- What you have to do
Output exactly the lines that run from the line with "Task: find each instance of the deck railing" to the end of the material, both ends included, and no other lines.

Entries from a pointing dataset
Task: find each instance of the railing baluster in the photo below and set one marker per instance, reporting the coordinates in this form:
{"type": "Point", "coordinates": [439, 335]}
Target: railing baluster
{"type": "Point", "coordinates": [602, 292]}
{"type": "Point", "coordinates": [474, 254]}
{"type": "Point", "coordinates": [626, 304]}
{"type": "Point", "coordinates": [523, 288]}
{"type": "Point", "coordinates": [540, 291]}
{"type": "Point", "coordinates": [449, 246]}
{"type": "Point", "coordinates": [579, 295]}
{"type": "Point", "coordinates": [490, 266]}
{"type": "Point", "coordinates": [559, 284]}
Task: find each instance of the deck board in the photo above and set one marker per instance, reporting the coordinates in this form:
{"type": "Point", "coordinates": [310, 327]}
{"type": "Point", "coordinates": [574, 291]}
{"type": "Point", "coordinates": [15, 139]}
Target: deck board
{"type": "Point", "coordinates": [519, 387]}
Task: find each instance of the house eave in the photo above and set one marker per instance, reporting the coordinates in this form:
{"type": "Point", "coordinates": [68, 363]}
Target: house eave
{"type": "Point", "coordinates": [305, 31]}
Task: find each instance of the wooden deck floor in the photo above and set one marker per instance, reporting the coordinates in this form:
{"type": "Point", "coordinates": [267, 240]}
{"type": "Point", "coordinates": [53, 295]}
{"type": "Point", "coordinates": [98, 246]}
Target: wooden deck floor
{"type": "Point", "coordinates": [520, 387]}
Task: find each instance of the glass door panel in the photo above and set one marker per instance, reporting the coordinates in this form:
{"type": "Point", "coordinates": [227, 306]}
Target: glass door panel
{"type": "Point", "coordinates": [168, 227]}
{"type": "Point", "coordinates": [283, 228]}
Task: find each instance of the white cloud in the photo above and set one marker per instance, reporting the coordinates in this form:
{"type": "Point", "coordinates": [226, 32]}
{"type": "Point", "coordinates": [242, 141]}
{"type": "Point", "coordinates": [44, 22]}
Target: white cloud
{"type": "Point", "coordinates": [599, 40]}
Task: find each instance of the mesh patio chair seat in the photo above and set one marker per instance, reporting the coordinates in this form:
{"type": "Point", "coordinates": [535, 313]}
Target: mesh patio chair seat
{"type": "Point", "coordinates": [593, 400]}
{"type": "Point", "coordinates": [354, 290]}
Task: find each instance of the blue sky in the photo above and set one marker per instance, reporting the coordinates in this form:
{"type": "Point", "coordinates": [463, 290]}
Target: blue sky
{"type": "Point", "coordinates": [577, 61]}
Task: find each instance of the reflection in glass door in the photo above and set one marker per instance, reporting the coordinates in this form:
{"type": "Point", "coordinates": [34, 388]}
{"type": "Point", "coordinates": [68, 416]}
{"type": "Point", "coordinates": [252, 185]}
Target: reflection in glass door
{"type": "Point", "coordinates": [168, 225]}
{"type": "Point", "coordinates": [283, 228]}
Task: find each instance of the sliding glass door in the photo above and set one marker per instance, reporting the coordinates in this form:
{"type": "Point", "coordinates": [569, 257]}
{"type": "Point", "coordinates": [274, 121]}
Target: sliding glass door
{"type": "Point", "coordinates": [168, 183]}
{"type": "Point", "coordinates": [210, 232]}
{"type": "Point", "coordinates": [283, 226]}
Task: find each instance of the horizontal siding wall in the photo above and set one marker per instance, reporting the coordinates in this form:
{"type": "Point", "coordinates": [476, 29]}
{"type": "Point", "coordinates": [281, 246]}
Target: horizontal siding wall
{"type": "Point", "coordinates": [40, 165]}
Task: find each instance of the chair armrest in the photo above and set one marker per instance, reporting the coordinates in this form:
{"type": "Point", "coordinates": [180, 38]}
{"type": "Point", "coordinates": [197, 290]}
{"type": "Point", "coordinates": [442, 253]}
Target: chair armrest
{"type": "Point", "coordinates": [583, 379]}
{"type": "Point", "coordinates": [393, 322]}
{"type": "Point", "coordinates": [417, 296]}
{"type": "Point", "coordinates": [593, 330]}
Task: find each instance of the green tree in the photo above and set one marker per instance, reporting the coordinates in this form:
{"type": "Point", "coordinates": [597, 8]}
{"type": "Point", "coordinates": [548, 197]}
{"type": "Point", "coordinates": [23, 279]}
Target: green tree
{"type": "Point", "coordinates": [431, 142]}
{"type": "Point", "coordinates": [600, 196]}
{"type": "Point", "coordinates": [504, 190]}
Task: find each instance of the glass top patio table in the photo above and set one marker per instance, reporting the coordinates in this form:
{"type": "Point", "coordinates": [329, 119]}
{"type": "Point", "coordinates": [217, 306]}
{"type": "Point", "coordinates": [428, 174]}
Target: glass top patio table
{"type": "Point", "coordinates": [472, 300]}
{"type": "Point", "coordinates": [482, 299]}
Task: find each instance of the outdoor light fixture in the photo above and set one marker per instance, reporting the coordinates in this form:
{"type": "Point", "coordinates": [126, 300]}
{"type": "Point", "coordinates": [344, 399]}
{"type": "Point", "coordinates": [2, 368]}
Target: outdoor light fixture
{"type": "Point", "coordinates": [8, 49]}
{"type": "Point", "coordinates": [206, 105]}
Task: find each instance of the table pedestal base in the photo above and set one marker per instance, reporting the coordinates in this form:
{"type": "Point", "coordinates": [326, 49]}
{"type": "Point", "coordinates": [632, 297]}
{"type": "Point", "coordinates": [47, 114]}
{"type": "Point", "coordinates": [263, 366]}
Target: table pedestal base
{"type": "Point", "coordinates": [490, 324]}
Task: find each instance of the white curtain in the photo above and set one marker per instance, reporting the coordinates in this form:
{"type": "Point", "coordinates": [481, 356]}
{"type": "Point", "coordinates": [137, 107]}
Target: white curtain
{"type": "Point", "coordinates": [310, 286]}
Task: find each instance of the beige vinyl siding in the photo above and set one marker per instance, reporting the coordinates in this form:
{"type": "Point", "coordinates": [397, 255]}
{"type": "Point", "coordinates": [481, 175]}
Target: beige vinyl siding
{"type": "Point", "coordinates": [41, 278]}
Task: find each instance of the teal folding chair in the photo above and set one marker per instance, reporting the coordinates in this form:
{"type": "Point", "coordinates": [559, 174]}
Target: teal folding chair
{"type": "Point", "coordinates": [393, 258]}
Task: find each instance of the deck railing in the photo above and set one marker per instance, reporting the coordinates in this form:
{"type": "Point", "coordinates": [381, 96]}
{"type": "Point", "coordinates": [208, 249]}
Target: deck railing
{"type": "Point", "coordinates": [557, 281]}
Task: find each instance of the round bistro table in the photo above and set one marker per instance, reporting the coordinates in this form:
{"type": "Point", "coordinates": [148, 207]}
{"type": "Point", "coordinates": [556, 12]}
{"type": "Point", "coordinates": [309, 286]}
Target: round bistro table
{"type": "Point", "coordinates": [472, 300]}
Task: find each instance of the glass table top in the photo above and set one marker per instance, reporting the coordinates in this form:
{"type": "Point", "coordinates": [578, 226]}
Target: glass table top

- Task solution
Task: find each instance of the deck railing in the photo above and set one marker per instance, reporting the coordinates in this form:
{"type": "Point", "coordinates": [381, 96]}
{"type": "Point", "coordinates": [208, 249]}
Target: deck railing
{"type": "Point", "coordinates": [557, 281]}
Task: find each instance of the round bistro table in the photo above and set one marker per instance, reporting the coordinates in this form:
{"type": "Point", "coordinates": [148, 207]}
{"type": "Point", "coordinates": [556, 12]}
{"type": "Point", "coordinates": [309, 286]}
Target: round bistro table
{"type": "Point", "coordinates": [472, 300]}
Task: find each instance of the glass table top in the photo above and set one marker per instance, reporting the coordinates in this form:
{"type": "Point", "coordinates": [578, 226]}
Target: glass table top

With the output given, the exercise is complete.